::: EXERCISE INPUT :::

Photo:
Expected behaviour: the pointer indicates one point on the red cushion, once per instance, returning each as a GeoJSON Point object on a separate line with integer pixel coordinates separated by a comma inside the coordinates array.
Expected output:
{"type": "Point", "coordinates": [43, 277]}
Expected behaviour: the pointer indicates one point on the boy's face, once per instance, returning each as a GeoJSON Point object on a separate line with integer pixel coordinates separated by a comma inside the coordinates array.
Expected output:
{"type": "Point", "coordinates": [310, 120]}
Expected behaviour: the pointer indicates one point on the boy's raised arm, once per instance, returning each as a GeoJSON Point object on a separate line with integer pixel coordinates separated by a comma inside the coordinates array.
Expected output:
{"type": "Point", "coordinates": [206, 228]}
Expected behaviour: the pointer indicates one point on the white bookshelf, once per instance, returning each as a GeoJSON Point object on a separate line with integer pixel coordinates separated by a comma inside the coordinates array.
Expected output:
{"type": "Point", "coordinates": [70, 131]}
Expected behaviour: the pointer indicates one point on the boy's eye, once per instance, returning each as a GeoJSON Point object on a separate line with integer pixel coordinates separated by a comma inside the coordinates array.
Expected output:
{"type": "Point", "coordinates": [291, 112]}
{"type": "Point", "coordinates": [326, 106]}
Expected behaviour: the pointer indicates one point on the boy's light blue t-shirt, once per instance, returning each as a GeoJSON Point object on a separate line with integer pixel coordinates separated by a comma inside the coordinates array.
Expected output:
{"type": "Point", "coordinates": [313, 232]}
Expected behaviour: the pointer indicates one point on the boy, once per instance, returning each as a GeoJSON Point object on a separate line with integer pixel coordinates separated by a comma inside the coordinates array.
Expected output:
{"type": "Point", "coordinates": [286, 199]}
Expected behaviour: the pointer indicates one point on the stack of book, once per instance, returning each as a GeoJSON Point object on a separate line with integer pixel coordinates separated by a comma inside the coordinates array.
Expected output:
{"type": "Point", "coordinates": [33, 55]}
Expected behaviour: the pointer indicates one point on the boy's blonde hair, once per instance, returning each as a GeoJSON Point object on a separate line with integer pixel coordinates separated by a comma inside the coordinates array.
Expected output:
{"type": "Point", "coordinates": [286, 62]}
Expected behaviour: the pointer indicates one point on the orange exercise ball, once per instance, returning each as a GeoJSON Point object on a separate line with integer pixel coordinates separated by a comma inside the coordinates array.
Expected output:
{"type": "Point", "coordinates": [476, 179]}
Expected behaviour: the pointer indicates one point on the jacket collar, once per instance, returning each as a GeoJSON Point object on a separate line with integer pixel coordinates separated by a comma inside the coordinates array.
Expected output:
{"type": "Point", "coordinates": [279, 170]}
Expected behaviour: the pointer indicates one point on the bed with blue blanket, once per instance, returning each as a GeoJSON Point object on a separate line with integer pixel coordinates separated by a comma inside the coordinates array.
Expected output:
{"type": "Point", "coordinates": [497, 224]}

:::

## TASK DETAILS
Please arrange the rows from the line containing "Expected behaviour: the pointer indicates one point on the stack" through the last row, both included, as a JSON list of strings with one string per line. Leave out any blank lines.

## ANSWER BELOW
[
  "Expected behaviour: the pointer indicates one point on the stack of book, once per instance, returning each as a GeoJSON Point object on a separate line with integer pixel coordinates separated by a comma inside the coordinates array.",
  "Expected output:",
  "{\"type\": \"Point\", \"coordinates\": [33, 55]}",
  "Expected behaviour: the pointer indicates one point on the boy's blonde hair, once per instance, returning each as a GeoJSON Point object on a separate line with integer pixel coordinates separated by a comma inside the coordinates array.",
  "Expected output:",
  "{\"type\": \"Point\", \"coordinates\": [286, 62]}",
  "Expected behaviour: the pointer indicates one point on the orange exercise ball, once per instance, returning each as a GeoJSON Point object on a separate line with integer pixel coordinates separated by a comma inside the coordinates array.",
  "Expected output:",
  "{\"type\": \"Point\", \"coordinates\": [476, 179]}",
  "Expected behaviour: the pointer indicates one point on the jacket collar, once per instance, returning each as a GeoJSON Point object on a separate line with integer pixel coordinates separated by a comma inside the coordinates array.",
  "Expected output:",
  "{\"type\": \"Point\", \"coordinates\": [279, 170]}",
  "Expected behaviour: the pointer indicates one point on the bed with blue blanket, once per instance, returning each as a GeoJSON Point object on a separate line with integer pixel coordinates separated by a comma inside the coordinates array.",
  "Expected output:",
  "{\"type\": \"Point\", \"coordinates\": [497, 224]}"
]